WHAT THIS TASK INVOLVES: Reply with exactly the lines from the one that contains "Where in this photo can the dry" through the last line of the records below, and with no other lines.

--- --- ---

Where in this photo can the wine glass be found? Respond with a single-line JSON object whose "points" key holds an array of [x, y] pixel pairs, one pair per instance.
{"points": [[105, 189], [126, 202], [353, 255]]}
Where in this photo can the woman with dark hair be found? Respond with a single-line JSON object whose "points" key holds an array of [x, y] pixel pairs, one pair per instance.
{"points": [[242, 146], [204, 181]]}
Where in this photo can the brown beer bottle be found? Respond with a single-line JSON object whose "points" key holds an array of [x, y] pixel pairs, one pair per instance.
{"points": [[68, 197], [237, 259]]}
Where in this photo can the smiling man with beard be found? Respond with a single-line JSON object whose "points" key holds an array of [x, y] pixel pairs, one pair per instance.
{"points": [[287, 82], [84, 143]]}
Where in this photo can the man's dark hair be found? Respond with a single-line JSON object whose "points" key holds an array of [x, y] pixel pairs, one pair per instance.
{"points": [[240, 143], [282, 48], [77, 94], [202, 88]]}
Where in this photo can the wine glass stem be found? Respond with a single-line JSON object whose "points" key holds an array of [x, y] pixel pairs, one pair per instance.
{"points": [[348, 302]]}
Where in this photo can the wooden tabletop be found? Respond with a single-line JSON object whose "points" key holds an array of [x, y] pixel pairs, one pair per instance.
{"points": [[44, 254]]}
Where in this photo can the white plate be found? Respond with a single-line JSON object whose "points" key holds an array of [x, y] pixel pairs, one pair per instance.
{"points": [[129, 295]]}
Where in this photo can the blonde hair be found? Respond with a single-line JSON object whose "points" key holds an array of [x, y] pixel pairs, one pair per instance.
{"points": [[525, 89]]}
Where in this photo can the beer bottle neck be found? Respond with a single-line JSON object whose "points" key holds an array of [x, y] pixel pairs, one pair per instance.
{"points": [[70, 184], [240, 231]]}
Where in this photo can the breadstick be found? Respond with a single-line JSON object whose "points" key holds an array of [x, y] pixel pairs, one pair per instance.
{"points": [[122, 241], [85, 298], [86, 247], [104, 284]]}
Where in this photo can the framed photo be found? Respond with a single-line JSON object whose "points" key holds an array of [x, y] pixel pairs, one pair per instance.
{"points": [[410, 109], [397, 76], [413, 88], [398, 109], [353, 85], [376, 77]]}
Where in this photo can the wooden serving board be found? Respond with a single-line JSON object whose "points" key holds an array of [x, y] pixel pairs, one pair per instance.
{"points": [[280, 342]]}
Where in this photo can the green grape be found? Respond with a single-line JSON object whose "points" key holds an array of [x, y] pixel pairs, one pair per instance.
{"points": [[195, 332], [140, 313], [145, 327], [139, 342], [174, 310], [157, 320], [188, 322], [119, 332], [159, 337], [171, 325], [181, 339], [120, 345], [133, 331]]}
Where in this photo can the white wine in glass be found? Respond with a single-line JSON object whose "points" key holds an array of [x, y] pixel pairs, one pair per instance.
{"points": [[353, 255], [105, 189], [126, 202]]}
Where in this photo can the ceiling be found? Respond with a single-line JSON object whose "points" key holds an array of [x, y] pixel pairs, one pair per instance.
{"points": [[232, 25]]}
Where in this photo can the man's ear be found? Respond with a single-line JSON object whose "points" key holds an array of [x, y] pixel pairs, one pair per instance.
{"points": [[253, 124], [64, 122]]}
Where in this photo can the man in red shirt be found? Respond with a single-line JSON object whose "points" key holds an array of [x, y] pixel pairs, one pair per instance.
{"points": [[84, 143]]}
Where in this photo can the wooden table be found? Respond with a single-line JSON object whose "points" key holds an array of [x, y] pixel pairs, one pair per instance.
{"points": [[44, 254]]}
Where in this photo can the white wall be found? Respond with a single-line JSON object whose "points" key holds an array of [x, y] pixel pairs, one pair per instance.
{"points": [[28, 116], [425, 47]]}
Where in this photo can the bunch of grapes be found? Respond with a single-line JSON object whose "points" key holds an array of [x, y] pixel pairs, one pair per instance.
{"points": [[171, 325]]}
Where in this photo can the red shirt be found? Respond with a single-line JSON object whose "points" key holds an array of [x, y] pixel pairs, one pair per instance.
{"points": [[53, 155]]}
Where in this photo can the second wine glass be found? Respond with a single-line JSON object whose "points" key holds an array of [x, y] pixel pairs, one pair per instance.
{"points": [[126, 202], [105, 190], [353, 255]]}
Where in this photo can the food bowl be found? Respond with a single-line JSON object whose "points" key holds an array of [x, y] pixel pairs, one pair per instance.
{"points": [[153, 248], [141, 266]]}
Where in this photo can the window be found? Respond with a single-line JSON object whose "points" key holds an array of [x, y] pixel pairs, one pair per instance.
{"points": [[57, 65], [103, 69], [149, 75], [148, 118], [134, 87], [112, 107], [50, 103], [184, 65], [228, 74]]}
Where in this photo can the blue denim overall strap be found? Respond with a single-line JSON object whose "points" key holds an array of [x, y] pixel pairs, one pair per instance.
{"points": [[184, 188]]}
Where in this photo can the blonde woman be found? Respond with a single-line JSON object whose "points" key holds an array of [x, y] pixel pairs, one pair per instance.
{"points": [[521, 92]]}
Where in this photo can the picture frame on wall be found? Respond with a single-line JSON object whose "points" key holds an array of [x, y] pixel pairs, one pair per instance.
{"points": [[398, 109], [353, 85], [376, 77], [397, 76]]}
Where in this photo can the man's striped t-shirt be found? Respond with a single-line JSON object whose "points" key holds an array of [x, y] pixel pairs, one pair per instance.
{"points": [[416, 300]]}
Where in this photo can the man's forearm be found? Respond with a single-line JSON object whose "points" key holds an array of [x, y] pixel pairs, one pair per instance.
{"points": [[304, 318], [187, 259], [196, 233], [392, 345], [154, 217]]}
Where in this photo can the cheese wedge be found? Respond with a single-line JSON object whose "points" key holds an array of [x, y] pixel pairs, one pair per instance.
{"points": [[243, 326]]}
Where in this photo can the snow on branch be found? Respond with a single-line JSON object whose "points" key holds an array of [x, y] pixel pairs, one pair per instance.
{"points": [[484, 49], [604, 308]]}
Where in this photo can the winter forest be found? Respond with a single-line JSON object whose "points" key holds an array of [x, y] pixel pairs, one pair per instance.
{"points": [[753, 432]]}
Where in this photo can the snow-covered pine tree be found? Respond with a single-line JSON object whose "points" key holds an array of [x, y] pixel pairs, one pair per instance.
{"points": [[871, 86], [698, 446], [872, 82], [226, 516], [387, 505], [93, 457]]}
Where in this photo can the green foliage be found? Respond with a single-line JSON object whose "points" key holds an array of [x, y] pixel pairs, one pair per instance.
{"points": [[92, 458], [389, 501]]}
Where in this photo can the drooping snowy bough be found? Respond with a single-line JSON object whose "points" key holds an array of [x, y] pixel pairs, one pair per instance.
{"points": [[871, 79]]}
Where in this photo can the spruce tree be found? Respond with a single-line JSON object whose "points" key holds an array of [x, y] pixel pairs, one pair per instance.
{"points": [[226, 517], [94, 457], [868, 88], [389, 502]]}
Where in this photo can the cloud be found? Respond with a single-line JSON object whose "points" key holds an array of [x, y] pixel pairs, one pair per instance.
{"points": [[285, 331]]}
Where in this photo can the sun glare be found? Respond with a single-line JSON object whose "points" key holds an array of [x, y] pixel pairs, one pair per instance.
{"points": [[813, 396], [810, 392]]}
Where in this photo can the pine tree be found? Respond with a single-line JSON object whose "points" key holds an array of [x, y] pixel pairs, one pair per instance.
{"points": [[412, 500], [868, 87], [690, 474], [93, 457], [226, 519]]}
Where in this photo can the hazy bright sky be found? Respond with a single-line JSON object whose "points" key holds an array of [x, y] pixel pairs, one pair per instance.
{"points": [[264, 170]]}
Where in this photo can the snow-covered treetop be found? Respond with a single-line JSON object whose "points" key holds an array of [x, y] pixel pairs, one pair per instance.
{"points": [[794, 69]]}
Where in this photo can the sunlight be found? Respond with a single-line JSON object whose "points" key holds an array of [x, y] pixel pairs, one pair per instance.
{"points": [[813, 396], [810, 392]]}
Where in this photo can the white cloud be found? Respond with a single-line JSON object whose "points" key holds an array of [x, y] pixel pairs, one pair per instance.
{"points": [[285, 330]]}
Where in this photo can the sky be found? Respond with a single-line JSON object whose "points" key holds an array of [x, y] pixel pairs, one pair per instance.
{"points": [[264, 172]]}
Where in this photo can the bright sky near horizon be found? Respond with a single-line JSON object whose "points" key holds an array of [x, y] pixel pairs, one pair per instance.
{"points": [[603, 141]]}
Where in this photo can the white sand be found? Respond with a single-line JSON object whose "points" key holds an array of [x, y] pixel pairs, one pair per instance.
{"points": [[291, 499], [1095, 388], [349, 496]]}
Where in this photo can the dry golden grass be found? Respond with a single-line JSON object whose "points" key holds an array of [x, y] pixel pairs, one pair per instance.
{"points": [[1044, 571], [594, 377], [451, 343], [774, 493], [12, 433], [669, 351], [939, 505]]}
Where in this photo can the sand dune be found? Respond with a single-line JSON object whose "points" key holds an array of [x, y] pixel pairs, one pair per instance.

--- --- ---

ANSWER TO THIS EXERCISE:
Where in this photo can the dry golden grass be found? Respond with a single-line JSON object whose "points" key holds an array of [x, y] pixel pairs, one pair per instance.
{"points": [[1044, 571], [594, 377], [451, 343], [774, 493], [12, 433], [669, 351], [939, 505]]}
Where in this photo can the sand dune be found? Respond with a single-line JSON object whose "points" key holds an array of [x, y] pixel pairs, one pair per instance.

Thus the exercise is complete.